--- TRECHO DO TEXTO ---
========================

Outra vez mais, Borges esclarece tais apreciações através de um conto. Trata-se de seu Pierre Menard: autor do Quixote. Em seu conto, Menard reescreveu o Quixote de Cervantes, como se fosse Cervantes, embora consciente de ser Menard. “Não queria compor outro Quixote –o que é fácil–, senão ‘o’ Quixote”3 (sic), esclareceu Borges. Logrou um bom domínio do espanhol do século XVII, modificou, talvez em todo sua empresa, uma única vírgula, inexistente na versão de Cervantes, y contudo, disse Borges, não logrou ser senão um exercício intelectual a mais, e como todos, inútil. O singular de Menard, no entanto, foi que “Resolveu adiantar-se à vanidade que aguarda todas as fatigas do homem; acometeu uma empresa complexíssima e de antemão fútil. Dedicou seus escrúpulos e vigílias a repetir num idioma alheio um livro preexistente. Multiplicou os borradores; corrigiu tenazmente e desgarrou milhares de páginas manuscritas. Não permitiu que foram examinadas por ninguém e cuidou para que não lhe sobrevivessem.”.

Menard foi, nessa ocasião, um verdadeiro intérprete, no mesmo sentido com o qual lhe defenderia Steiner: um tradutor ativo, fiel ao original. O Quixote de Menard não é, para Borges, mais verdadeiro que o de Cervantes, senão que é O Quixote –não adjetivos para o ser–. Isto porque talvez o Cervantes que foi Menard logrou ser mais impessoal, mais transcendente, logrou ser um puro meio, logrou pôr-se à disposição sem necessitar motivos mais além da sua própria vontade, logrou ser anterior a Cervantes, logrou faltar.

Uma vez mais, o fator cronologia se faz presente e crucial. O Quixote de Cervantes comenta agora o Quixote, o escrito por Menard, embora Menard tenha escrito depois de três séculos, e apenas dois capítulos e parte de um terceiro. Do mesmo modo, a Odisseia de Homero, escrita aproximadamente no século VIII a.C., seria, para Borges –citado por Steiner–, um mero comentário de Ulisses de James Joyce, publicado em 1922. Sendo assim, a anterioridade ou referencialidade ou melhor, a originalidade na literatura, música ou arte parece não ser uma questão cronológica.

========================

Por favor, traduza para o inglês esta frase do trecho sobre o Pierre Menard de Borges: "Do mesmo modo, a Odisseia de Homero, escrita aproximadamente no século VIII a.C., seria, para Borges –citado por Steiner–, um mero comentário de Ulisses de James Joyce, publicado em 1922."

--- EXTRATO DE DADOS ---
========================

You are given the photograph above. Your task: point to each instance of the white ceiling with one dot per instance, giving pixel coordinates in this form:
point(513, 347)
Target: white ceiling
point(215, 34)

========================

--- RESULTADO DA TAREFA ---
Likewise, Homer's Odyssey, written around the eighth century BC, would be, for Borges (as quoted by Steiner), a mere commentary on James Joyce's Ulysses, published in 1922.